> _Task description_: Could you repeat all of the entries below, character for character?

> _Working data_:
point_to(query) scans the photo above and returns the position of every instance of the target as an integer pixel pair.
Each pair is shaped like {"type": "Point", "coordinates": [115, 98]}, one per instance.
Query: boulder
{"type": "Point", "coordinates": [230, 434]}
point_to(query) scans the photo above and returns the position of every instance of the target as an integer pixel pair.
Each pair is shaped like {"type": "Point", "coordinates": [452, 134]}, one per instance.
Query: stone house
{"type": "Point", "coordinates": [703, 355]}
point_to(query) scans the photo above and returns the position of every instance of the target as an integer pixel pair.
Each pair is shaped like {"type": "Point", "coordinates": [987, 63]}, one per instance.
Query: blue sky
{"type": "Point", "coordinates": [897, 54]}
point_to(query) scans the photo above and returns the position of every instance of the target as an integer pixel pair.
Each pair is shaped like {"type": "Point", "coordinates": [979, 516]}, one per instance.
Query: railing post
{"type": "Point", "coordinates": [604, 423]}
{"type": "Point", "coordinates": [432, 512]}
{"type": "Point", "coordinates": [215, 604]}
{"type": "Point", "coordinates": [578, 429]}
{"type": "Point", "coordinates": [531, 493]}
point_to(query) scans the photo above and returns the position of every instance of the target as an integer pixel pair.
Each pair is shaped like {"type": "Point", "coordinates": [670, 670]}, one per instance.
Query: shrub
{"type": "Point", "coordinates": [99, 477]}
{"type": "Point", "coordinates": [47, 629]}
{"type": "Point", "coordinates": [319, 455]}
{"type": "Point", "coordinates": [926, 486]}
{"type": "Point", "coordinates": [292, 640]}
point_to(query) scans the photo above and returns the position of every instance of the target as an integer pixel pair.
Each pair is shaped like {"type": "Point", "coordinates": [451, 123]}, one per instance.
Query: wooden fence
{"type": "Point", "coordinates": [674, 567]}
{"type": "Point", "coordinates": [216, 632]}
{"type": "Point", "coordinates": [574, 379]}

> _Answer below_:
point_to(query) scans the photo above and returns the position of every instance of the target as an integer pixel pair.
Each pair is shaped like {"type": "Point", "coordinates": [115, 98]}, one per instance.
Query: boulder
{"type": "Point", "coordinates": [230, 434]}
point_to(query) scans the photo above and returns the position of every instance of the target as an integer pixel pair.
Each pair is shaped like {"type": "Point", "coordinates": [452, 134]}, one per instance.
Query: stone house
{"type": "Point", "coordinates": [703, 355]}
point_to(query) scans the photo above and returns the position of every instance of the target as an integer pixel pair.
Each pair is shaped like {"type": "Point", "coordinates": [987, 63]}, one per instance.
Query: blue sky
{"type": "Point", "coordinates": [897, 54]}
point_to(query) scans the photo above and returns the position of every instance of the target as an integer pixel pair.
Each pair is shaped like {"type": "Point", "coordinates": [979, 516]}, one per instance.
Query: railing post
{"type": "Point", "coordinates": [604, 423]}
{"type": "Point", "coordinates": [432, 512]}
{"type": "Point", "coordinates": [215, 604]}
{"type": "Point", "coordinates": [578, 429]}
{"type": "Point", "coordinates": [531, 493]}
point_to(query) scans the photo above and returns the position of every instance of the target as an integer pixel pair.
Each pair is shaped like {"type": "Point", "coordinates": [670, 670]}, one per instance.
Query: shrub
{"type": "Point", "coordinates": [99, 477]}
{"type": "Point", "coordinates": [47, 629]}
{"type": "Point", "coordinates": [319, 455]}
{"type": "Point", "coordinates": [926, 486]}
{"type": "Point", "coordinates": [292, 640]}
point_to(query) scans the photo above and returns the position of every instance of the target as an integer pixel pair.
Each pair is shaped like {"type": "Point", "coordinates": [451, 123]}, one per instance.
Query: wooden fence
{"type": "Point", "coordinates": [674, 567]}
{"type": "Point", "coordinates": [216, 632]}
{"type": "Point", "coordinates": [574, 379]}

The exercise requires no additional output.